Below is some material; set it all down exactly, apart from the pictures.
---- Excerpted data
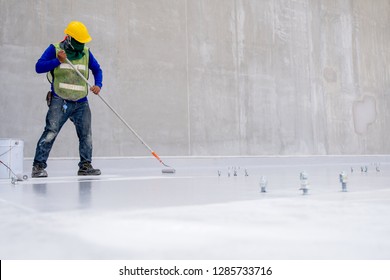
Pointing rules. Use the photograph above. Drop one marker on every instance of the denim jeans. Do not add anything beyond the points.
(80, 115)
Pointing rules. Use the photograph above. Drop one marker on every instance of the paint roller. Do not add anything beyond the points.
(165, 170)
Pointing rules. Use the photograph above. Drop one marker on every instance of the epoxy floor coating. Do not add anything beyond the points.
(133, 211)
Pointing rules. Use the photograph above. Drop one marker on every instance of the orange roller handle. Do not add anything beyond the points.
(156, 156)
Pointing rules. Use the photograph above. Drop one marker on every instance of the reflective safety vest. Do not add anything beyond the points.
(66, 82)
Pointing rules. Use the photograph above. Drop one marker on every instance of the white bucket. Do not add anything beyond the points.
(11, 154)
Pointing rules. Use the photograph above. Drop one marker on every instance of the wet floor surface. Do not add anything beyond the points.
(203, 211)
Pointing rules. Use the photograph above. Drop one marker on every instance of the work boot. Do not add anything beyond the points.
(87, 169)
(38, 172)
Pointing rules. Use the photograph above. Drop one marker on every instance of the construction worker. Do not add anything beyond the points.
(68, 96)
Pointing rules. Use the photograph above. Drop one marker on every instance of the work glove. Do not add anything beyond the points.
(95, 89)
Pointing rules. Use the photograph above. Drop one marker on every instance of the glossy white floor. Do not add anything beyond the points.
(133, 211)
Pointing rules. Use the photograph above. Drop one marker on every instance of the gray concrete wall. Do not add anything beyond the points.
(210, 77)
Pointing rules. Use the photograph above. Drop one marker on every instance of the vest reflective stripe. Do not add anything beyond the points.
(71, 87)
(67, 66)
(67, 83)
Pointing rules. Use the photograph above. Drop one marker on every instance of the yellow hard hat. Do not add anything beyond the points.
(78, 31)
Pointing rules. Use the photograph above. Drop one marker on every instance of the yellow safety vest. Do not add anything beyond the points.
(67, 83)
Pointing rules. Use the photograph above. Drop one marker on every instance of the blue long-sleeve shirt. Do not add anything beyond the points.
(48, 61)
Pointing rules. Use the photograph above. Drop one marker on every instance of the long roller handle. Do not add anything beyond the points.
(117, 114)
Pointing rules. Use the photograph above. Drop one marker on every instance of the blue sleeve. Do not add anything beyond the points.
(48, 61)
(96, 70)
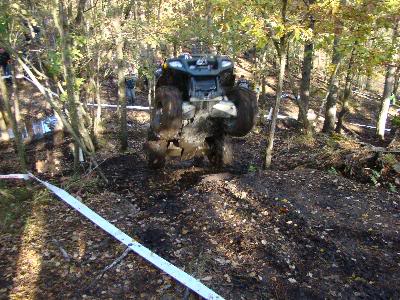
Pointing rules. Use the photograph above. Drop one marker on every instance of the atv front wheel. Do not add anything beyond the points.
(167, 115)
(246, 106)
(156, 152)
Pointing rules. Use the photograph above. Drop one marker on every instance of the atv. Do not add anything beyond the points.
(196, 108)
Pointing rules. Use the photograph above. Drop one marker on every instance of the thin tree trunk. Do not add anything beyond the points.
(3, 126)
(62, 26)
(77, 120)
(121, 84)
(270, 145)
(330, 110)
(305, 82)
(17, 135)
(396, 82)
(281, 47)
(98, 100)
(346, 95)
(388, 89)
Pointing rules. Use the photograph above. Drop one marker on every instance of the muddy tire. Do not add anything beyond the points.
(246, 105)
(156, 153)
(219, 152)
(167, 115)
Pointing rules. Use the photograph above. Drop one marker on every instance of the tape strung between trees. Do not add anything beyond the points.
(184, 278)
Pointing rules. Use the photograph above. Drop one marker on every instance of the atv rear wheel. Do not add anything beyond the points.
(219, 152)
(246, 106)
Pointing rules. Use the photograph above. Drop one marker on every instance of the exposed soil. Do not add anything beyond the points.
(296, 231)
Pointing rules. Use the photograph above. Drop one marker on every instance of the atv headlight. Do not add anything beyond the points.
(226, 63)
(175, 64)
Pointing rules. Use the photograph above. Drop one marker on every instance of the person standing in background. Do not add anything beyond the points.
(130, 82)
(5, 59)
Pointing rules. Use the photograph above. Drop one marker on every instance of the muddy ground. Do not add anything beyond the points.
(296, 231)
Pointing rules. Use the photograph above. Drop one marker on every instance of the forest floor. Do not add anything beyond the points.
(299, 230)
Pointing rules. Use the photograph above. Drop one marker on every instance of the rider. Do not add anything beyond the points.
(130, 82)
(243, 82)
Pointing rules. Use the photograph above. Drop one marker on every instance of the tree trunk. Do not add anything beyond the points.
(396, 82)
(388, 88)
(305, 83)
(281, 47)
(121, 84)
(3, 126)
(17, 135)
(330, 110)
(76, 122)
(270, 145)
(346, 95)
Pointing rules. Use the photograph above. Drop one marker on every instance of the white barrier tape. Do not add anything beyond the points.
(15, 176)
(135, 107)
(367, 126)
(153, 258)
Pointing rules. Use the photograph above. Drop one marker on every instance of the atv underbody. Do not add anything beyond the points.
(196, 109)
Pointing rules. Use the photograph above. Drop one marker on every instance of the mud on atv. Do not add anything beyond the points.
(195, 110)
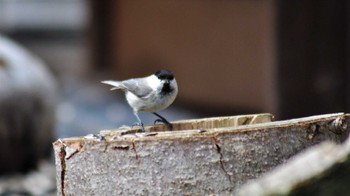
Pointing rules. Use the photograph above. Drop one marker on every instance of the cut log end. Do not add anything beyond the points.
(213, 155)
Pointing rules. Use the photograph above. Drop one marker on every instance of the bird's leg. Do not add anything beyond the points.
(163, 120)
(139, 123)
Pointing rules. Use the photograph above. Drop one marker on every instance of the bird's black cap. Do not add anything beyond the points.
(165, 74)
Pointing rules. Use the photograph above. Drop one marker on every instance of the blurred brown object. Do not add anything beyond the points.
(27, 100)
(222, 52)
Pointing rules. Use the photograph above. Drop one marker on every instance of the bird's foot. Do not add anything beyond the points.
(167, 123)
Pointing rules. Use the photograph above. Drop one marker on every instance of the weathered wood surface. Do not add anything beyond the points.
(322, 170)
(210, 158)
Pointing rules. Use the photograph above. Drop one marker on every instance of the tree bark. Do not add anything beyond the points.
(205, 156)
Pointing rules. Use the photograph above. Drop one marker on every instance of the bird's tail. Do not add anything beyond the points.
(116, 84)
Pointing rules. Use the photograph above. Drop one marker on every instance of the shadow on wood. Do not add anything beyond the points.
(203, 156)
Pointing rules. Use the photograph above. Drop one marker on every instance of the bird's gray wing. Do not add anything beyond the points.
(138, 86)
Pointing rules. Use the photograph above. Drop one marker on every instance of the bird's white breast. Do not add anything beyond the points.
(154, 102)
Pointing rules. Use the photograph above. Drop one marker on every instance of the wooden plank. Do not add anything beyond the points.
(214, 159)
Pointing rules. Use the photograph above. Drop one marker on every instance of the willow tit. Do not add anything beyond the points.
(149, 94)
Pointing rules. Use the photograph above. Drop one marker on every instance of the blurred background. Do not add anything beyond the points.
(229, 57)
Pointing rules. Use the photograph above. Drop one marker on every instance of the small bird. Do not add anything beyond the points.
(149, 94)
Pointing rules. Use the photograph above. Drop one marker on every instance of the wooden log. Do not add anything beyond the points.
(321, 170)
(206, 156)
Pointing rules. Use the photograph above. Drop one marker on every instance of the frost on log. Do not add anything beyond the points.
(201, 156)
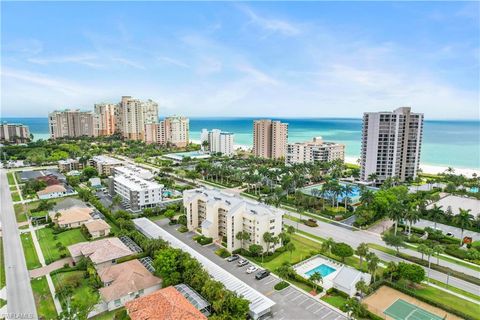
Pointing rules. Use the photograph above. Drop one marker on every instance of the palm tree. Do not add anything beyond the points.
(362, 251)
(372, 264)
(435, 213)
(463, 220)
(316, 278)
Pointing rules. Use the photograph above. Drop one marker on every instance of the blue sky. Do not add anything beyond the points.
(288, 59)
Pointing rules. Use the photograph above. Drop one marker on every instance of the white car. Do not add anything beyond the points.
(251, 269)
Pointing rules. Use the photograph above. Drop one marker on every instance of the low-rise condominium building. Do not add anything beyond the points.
--------
» **Correct output**
Pointing rules. Use the photograph above. Drop one marker on every instance of the denim jeans. Do not add anything beyond the points.
(80, 115)
Pointing rules. Use the photograph above. Drop one marker on every instance of the paint roller. Do not add anything beyond the points.
(165, 170)
Pointing rules. Use the photograph above. Drop one marker on every instance of the epoxy floor coating. Do not add anything beyond the points.
(133, 211)
Pointing rules. Use the photograph above. Drop one marker on every instance of the orange roller handle. Do not add anything beyond the points.
(156, 156)
Pointing rules. Use the photograph above. Drop one marker on every instance of the reflective safety vest. Do not add anything beyond the points.
(66, 82)
Pointing rules. Use the photograph above. Drop one marker on every instance of the white bucket. Do not add anything beyond the points.
(11, 154)
Pointing rules. Use the photograph above. Drop one marker on every instance of the wet floor surface. Do not add anything beyond the points.
(203, 211)
Pointing rules. Use the photograph above. Drop one marker on every instance of the work boot. Do not add anything beyond the points.
(87, 169)
(38, 172)
Pointing rules. Use the photograph above. Drop one marker on every instance of the construction worker. Do not add anything beyond the points.
(68, 96)
Pointing rules. Use the photograph above. Drop one marker on every instance of the work glove. Do not add anything beyond the points.
(95, 89)
Pointing rules. Use the photograph above. Drop one marker on every instance of the glossy white floor. Do not add anything beyond the points.
(133, 211)
Pointing rules. Use the photograph above. Drop one marker on every instance of the gray concrete wall. Do not add anything beyond the points.
(210, 77)
Pointing rules. Use the photograph above. Drop one marker on every instance of the vest reflective stripe. Do not add anything beyond the points.
(71, 87)
(67, 66)
(67, 83)
Pointing rules. Use the photograph above. Drop one marker on every instance of the yellow hard hat. Do not add anything beyond the points.
(78, 31)
Pointing rules. Use the photograph above. Drop one marker on every instance of the yellow safety vest. Do not add anything beyond the points.
(67, 83)
Pointing rules. Use the photograph above. Drop one marker on every instance of the blue long-sleeve shirt. Do not add anything beyond the points.
(48, 61)
Pointing rules. Use the photograph above. Drop one marker on every instance of the long roller handle. Do not add anything beyond the points.
(117, 114)
Pointing rules. Use the photograph above. Drop one marker on every instance of the blue sleeve. Do not add anything beyond the points.
(48, 61)
(96, 70)
Pointing rules. Use the photograph above. Drop one marker on every instance of the atv front wheel. Do not add anything beyond the points.
(167, 115)
(246, 106)
(156, 152)
Pointing rules. Use the photograph above. Drop one marker on every instance of the atv. Do not add anything beyond the points.
(196, 108)
Pointing rules. Use the photograph above. Drop one marker on every instance of the thin tree trunk. Do not add anything beyond the points.
(3, 126)
(62, 26)
(77, 120)
(121, 84)
(270, 145)
(330, 110)
(305, 82)
(17, 135)
(396, 82)
(281, 47)
(98, 100)
(346, 95)
(388, 89)
Pointing rules. Use the photograph above. Drop one marker on every instance of the muddy tire. Do not add anything beyond the points.
(246, 105)
(156, 153)
(219, 152)
(167, 115)
Pointing rules. Use the photograph above. Drop one marker on every instance of the tape strung between trees. Do not add anything beyond the points.
(184, 278)
Pointing rules. Use the photograph above. Drop one marker on every instance of the atv rear wheel. Do not add anything beyond the points.
(219, 152)
(246, 106)
Pointing rules. Use the photograph above. Drop one marker on every instance of the exposed soil. Do not add anything beyond the points.
(296, 231)
Pointing rules. Use the photograph above. Drop one marker on every instance of the atv headlight. Do not add anything beyond the points.
(226, 63)
(175, 64)
Pointing rules. Use the photograph above. Drop one marker on every instance of the person standing in background. Do not add anything beyond the points.
(130, 82)
(5, 59)
Pointing rules. Use the photograph above. Drop one marker on every instance of the muddy ground. Do not add anything beyond the points.
(296, 231)
Pointing rules. Use the photograph above. Drop one marker on every instance of the forest floor. Do not add anything beyond the points.
(299, 230)
Pointing rules. Use the photograph above. Drop one marker on every instance of the rider. Do not add anything beyond the points.
(130, 82)
(243, 82)
Pointing rules. Use the photograph above. Drop one marker on every instance of the tree trunk. Do not add anything beyond the points.
(396, 82)
(388, 88)
(305, 83)
(281, 47)
(121, 84)
(3, 126)
(17, 135)
(330, 110)
(76, 122)
(270, 145)
(346, 95)
Pointing rules. Use the photograph above. Drop one marker on every instance of the white barrier tape. Do not add anything beyond the points.
(15, 176)
(135, 107)
(367, 126)
(153, 258)
Pointing rules. Use the photograph above. Drop one marker on every instance of the atv underbody. Do not add anything beyond the points.
(196, 109)
Pointing rules. Use the photograph above. Drop one marker on every instance of the mud on atv. Do not add anything beyond the points.
(195, 110)
Pointing rules. Use the photograph above. Drop one marker on every instance of the cut log end. Do not add anything beyond the points.
(213, 155)
Pointing rules. Use the photograph above. Drop one marker on every instance of the bird's leg. Do not add anything beyond the points.
(163, 120)
(139, 123)
Pointing rules. Use the photograph above. Drop one marker on every instance of the bird's black cap. Do not add anything beyond the points.
(165, 74)
Pointing rules. Use the photograph above. Drop one marker on every instance of the blurred brown object. Do not add anything beyond the points.
(27, 100)
(222, 52)
Pointing rules. Use the photograph above. Drop one marker on every instance of the bird's foot. Do not add anything beyond the points.
(167, 123)
Pointing rules. Use the photograph above. Drop one marker on every instance of the weathered wood surface. Do not add anything beyond the points.
(322, 170)
(210, 158)
Pointing rules. Use the photograph above. Drop one marker on every instance of the tree bark. Do not add anything beyond the points.
(205, 156)
Pointing rules. Use the photograph above. Drop one marker on every instance of the bird's tail. Do not add anything beyond the points.
(116, 84)
Pointing rules. Use the photograph above. Drop one marker on every instance of the shadow on wood. Do not add anything beyond the points.
(203, 156)
Pointing rules. Use the photograph above. Drop one marker on every instance of the bird's gray wing. Do not add anything beyond the points.
(138, 86)
Pointing rules. Use the photograph above. Drop one marker on every instance of the bird's white breast. Do not add anything beyond the points.
(154, 102)
Pointing rules. Use the photograph above. Drop one marker on every instance of the wooden plank. Do not add anything beyond the points.
(214, 159)
Pointing rules. Use the photograph above. Drop one marker on every instance of the willow tit. Do not add anything beyond the points.
(149, 94)
Pointing rules. Use the photograph above. Drop one marker on every instance of the blurred background. Do not add anything beyond the points.
(229, 57)
Pointing rules. Use the photograph above. Drop one marker on every instance of the small bird. Do not add anything beyond the points.
(149, 94)
Pointing rules. Use the photograph above. Drop one marker on every instance of the wooden log. Do not add anything beyond the points.
(321, 170)
(206, 156)
Pointing rules. Use the photograph above. Drop one marker on every instance of the frost on log. Do not add anything beyond the points.
(201, 156)
Pointing rules. Use the photograph above. Drop one marker on every instance of the palm tree. Do not add anything beyond the points.
(362, 251)
(372, 264)
(435, 213)
(463, 220)
(316, 278)
Pointing rules. Use the photograph above. Drop one marker on every instance of the blue sky. Do not add anything beyond the points.
(288, 59)
Pointing rules. Use the photograph above. Drop one marker on every instance of the white car. Do not add anything beyond the points.
(251, 269)
Pointing rules. Use the photograph above. Drop one marker on every instance of the low-rise condominium building. Do not add anything beyond the points.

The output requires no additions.